──────── Text under study

Uncompensated care costs are up. Drastically in some cases. I know this because it's what I hear in conversations I have with most hospital leaders these days. I also see it in American Hospital Association data, with one recent report showing that uncompensated care as a percent of gross net revenues has "significantly increased" for 27% of nearly 1,100 community hospitals. Another 43% saw moderate increases.
Yet, a recent Moody's Investors Service report, flies in the face of this and is showing that, at least for investor-owned hospitals, uninsured and uncompensated care numbers have been relatively flat during the past year.
"What prompted us to do the report is there was a disconnect between what we have seen vs. what everybody's expectation has been," says Dean Diaz, vice president and senior credit officer at Moody's. Most of the data comes from company filings.
Moody's analysts reviewed data from several for-profit hospital companies, including Community Health Systems, IASIS Healthcare, Health Management Associates, HCA, Tenet Healthcare, Vanguard Health Systems, LifePoint Hospitals, and Universal Health Services, finding that while bad debt has increased, numbers have not spiked as expected. For example, data from four of the for-profit hospital operators shows that the combination of bad debt, charity care and self-pay discounts as a percentage of net revenue plus charity care and self-pay discounts increased no more than 2% year over year as of March 2009.

────────────────

◆ Instructions for the task:
According to the article on hospital uncompensated care, who is Dean Diaz? The records below the text were taken from a different source.

──────── Source material

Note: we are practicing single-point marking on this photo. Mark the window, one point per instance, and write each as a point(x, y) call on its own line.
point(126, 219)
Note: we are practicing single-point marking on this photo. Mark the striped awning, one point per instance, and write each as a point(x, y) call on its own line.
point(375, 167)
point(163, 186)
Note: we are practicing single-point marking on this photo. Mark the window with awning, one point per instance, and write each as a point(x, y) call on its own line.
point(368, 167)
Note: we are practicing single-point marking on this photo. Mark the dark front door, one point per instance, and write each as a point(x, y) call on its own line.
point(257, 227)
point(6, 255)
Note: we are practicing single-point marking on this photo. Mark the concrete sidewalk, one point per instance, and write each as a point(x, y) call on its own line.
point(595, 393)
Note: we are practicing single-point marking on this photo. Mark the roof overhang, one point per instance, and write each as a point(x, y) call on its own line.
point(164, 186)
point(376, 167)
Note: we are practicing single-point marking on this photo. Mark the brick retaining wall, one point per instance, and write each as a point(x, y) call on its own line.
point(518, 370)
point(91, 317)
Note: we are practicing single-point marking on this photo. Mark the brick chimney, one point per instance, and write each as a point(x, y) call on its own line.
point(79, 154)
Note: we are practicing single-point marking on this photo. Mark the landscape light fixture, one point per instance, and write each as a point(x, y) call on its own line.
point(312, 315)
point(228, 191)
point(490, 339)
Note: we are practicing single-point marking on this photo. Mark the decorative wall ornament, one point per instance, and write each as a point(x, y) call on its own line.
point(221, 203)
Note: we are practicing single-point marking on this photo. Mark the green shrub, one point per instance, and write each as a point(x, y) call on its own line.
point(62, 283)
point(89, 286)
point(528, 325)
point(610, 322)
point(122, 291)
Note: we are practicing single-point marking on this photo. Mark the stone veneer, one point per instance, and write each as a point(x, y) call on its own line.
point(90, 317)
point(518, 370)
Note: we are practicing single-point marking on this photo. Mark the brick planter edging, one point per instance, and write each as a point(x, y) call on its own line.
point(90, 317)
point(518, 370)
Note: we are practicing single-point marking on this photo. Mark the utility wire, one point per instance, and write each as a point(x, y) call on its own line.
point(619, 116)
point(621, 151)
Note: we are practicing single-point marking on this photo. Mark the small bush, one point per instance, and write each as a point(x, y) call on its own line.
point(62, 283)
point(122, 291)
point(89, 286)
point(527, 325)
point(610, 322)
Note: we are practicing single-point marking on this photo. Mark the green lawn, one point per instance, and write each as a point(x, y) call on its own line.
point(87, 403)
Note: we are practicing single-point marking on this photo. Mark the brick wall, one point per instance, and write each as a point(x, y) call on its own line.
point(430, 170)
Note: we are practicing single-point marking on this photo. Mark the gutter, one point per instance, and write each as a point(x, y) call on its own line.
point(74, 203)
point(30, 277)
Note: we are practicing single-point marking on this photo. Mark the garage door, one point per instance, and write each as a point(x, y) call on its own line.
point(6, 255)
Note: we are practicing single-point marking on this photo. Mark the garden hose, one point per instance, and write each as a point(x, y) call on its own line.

────────────────

◆ Solution to this task:
Dean Diaz is vice president and senior credit officer at Moody's.